Data Storage Architecture¶
Overview¶
The data storage layer provides scalable, cost-effective storage for raw events and processed metrics using Azure Data Lake Storage Gen2. This document covers the storage architecture, file organization, lifecycle management, and optimization strategies.
Storage Goals
- Cost Efficiency: <$50/month for 100K events/day using tiered storage
- Schema Flexibility: Support various file formats and schema evolution
- Query Performance: Optimized for analytical workloads
- Data Governance: Lifecycle policies and retention management
Storage Architecture¶
Data Lake Organization¶
graph TD
subgraph "Storage Account: datalakemetricsplatform"
subgraph "Raw Events Container"
RAW[/raw-events/]
RAWDATA[Event Hub Capture Files<br/>Avro Format<br/>Retention: 7 days]
end
subgraph "Bronze Layer Container"
BRONZE[/bronze/]
VALIDATED[Validated Events<br/>Parquet Format<br/>Retention: 90 days]
end
subgraph "Silver Layer Container"
SILVER[/silver/]
ENRICHED[Cleansed & Enriched<br/>Delta Lake Format<br/>Retention: 2 years]
end
subgraph "Gold Layer Container"
GOLD[/gold/]
METRICS[Business Metrics<br/>Delta Lake Format<br/>Retention: 5 years]
end
end
RAW --> RAWDATA
BRONZE --> VALIDATED
SILVER --> ENRICHED
GOLD --> METRICS
style RAW fill:#FFE4E1
style BRONZE fill:#DEB887
style SILVER fill:#C0C0C0
style GOLD fill:#FFD700
File System Hierarchy¶
graph LR
subgraph "Partition Structure"
CONTAINER[/bronze/]
DOMAIN[/{domain}/]
ENTITY[/{entity-type}/]
YEAR[/year=2024/]
MONTH[/month=01/]
DAY[/day=15/]
HOUR[/hour=14/]
FILE[events_001.parquet]
end
CONTAINER --> DOMAIN
DOMAIN --> ENTITY
ENTITY --> YEAR
YEAR --> MONTH
MONTH --> DAY
DAY --> HOUR
HOUR --> FILE
Storage Tiers and Lifecycle¶
graph TD
subgraph "Data Lifecycle"
HOT[Hot Tier<br/>0-30 days<br/>$0.0208/GB/month]
COOL[Cool Tier<br/>30-90 days<br/>$0.01/GB/month]
ARCHIVE[Archive Tier<br/>90+ days<br/>$0.00099/GB/month]
end
subgraph "Access Patterns"

**Task objective:**
Reproduce verbatim the part of the data storage architecture page above, starting with "Data Storage Architecture¶" and going on through "and optimization strategies.".

**Information supplied:**
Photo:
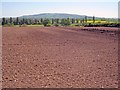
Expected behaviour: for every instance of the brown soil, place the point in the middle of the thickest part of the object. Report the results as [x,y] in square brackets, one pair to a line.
[64,57]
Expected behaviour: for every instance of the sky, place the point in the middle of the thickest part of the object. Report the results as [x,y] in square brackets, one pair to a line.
[100,8]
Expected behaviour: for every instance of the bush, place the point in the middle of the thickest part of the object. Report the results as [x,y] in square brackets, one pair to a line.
[46,22]
[56,25]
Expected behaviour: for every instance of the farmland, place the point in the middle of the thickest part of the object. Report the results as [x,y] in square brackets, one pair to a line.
[51,57]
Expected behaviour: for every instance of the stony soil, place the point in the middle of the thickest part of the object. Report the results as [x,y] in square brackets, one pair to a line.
[61,57]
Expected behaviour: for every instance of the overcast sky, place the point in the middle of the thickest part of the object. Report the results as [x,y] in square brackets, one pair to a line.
[105,8]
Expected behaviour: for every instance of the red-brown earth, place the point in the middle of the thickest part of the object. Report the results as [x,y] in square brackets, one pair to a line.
[59,57]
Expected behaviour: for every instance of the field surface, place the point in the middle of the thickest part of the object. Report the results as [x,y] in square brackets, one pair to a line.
[51,57]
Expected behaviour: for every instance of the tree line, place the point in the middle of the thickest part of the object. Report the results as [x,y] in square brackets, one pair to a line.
[52,22]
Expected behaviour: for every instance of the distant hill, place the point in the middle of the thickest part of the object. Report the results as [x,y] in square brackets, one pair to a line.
[55,15]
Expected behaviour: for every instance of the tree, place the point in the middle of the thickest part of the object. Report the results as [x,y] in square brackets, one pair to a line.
[65,22]
[86,19]
[93,19]
[17,21]
[11,20]
[77,20]
[57,20]
[3,21]
[46,22]
[73,21]
[41,20]
[52,21]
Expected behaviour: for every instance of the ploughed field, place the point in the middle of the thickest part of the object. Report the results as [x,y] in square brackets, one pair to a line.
[55,57]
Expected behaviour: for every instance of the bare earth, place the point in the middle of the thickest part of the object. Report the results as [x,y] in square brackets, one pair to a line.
[55,57]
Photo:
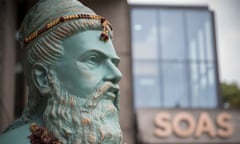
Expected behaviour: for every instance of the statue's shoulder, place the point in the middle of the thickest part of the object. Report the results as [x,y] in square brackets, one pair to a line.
[16,136]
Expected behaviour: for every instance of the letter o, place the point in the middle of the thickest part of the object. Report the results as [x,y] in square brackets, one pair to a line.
[188,119]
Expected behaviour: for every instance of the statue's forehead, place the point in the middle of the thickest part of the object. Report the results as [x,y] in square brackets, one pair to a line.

**Solution to this exercise:**
Data Storage Architecture¶
Overview¶
The data storage layer provides scalable, cost-effective storage for raw events and processed metrics using Azure Data Lake Storage Gen2. This document covers the storage architecture, file organization, lifecycle management, and optimization strategies.